→ Opdracht 1: Neem uit het brondocument letterlijk over: vanaf "Beoordeling van het" tot en met "met de cliënt.".
→ Opdracht 2: Vat de alinea in het brondocument die begint met "Bij de beoordeling van deze klacht" samen als een korte opsomming, met behoud van de belangrijkste feiten.
→ Opdracht 3: Schrijf de tekst over de beoordeling van het geschil verder, aansluitend op de laatste zin van het brondocument.

→ Brondocument:
+---+
Beoordeling van het geschil
De commissie overweegt het volgende.

Bij de beoordeling van deze klacht geldt het volgende beoordelingskader. De overeenkomst die is gesloten tussen cliënt en de zorgaanbieder is aan te merken als een geneeskundige behandelingsovereenkomst in de zin van artikel 7:446 van het Burgerlijk Wetboek (BW). Bij de uitvoering van de geneeskundige behandelingsovereenkomst moet de hulpverlener de zorg van een goed hulpverlener in acht nemen en daarbij handelen in overeenstemming met de op hem rustende verantwoordelijkheid, voortvloeiende uit de voor hulpverleners geldende professionele standaard (artikel 7:453 van het BW). De zorgplicht houdt in beginsel geen resultaatsverplichting in, maar wordt aangemerkt als een inspanningsverplichting
De commissie dient te oordelen of de zorgaanbieder is tekortgeschoten in het nakomen van de behandelovereenkomst met de cliënt.
+---+
→ Aangeleverde gegevens:
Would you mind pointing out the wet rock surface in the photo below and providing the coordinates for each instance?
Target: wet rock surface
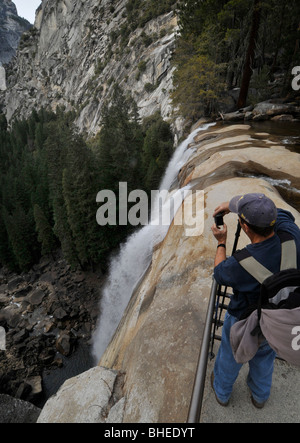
(47, 314)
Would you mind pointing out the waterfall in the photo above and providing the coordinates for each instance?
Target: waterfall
(128, 267)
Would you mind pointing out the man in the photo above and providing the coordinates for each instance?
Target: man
(260, 220)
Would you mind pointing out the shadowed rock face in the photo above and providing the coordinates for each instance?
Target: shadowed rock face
(158, 339)
(11, 28)
(70, 59)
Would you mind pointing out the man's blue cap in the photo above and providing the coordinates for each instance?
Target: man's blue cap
(256, 209)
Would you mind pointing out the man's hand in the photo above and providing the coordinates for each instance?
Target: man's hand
(220, 234)
(223, 207)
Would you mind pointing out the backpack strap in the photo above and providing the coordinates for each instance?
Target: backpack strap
(289, 251)
(252, 266)
(260, 272)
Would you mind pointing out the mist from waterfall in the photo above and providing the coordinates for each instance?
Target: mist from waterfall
(129, 265)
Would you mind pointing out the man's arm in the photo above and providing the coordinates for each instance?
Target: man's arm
(221, 236)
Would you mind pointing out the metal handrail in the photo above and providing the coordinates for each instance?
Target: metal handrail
(199, 383)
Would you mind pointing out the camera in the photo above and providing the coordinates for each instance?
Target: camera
(219, 219)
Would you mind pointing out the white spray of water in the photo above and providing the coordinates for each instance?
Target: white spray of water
+---+
→ Antwoordruimte 1:
Beoordeling van het geschil
De commissie overweegt het volgende.

Bij de beoordeling van deze klacht geldt het volgende beoordelingskader. De overeenkomst die is gesloten tussen cliënt en de zorgaanbieder is aan te merken als een geneeskundige behandelingsovereenkomst in de zin van artikel 7:446 van het Burgerlijk Wetboek (BW). Bij de uitvoering van de geneeskundige behandelingsovereenkomst moet de hulpverlener de zorg van een goed hulpverlener in acht nemen en daarbij handelen in overeenstemming met de op hem rustende verantwoordelijkheid, voortvloeiende uit de voor hulpverleners geldende professionele standaard (artikel 7:453 van het BW). De zorgplicht houdt in beginsel geen resultaatsverplichting in, maar wordt aangemerkt als een inspanningsverplichting
De commissie dient te oordelen of de zorgaanbieder is tekortgeschoten in het nakomen van de behandelovereenkomst met de cliënt.

→ Antwoordruimte 2:
- De overeenkomst tussen cliënt en zorgaanbieder is een geneeskundige behandelingsovereenkomst (artikel 7:446 BW).
- De hulpverlener moet de zorg van een goed hulpverlener in acht nemen en handelen volgens de professionele standaard (artikel 7:453 BW).
- De zorgplicht is in beginsel geen resultaatsverplichting maar een inspanningsverplichting.

→ Antwoordruimte 3:
De commissie is van oordeel dat niet aannemelijk is geworden dat [naam kaakchirurg] zich er voldoende van heeft overtuigd dat cliënt duidelijk was waarom de extractie moest plaatsvinden. Hiervan had de kaakchirurg zich, onder andere omdat cliënt door zijn tandarts was doorverwezen met een andere behandelingsvraag dan extractie, moeten vergewissen. Daarnaast is de commissie van oordeel dat de kaakchirurg de tandarts van cliënt in zijn brief van 24 december 2018 onvoldoende heeft geïnformeerd over de reden waarom hij heeft besloten tot extractie in plaats van de apexresectie die de tandarts had voorgesteld.
Op grond hiervan acht de commissie klachtonderdeel A gegrond.

De commissie is van oordeel dat wel aannemelijk is gemaakt dat er in de mond van cliënt een onderzoek in de vorm van een ‘flap-operatie’ zoals door [naam kaakchirurg] is beschreven, heeft plaatsgevonden en dat op basis van dat onderzoek en de röntgenfoto’s slechts één conclusie kon worden getrokken, zijnde dat de kies verwijderd moest worden. De commissie acht klachtonderdeel B dan ook ongegrond.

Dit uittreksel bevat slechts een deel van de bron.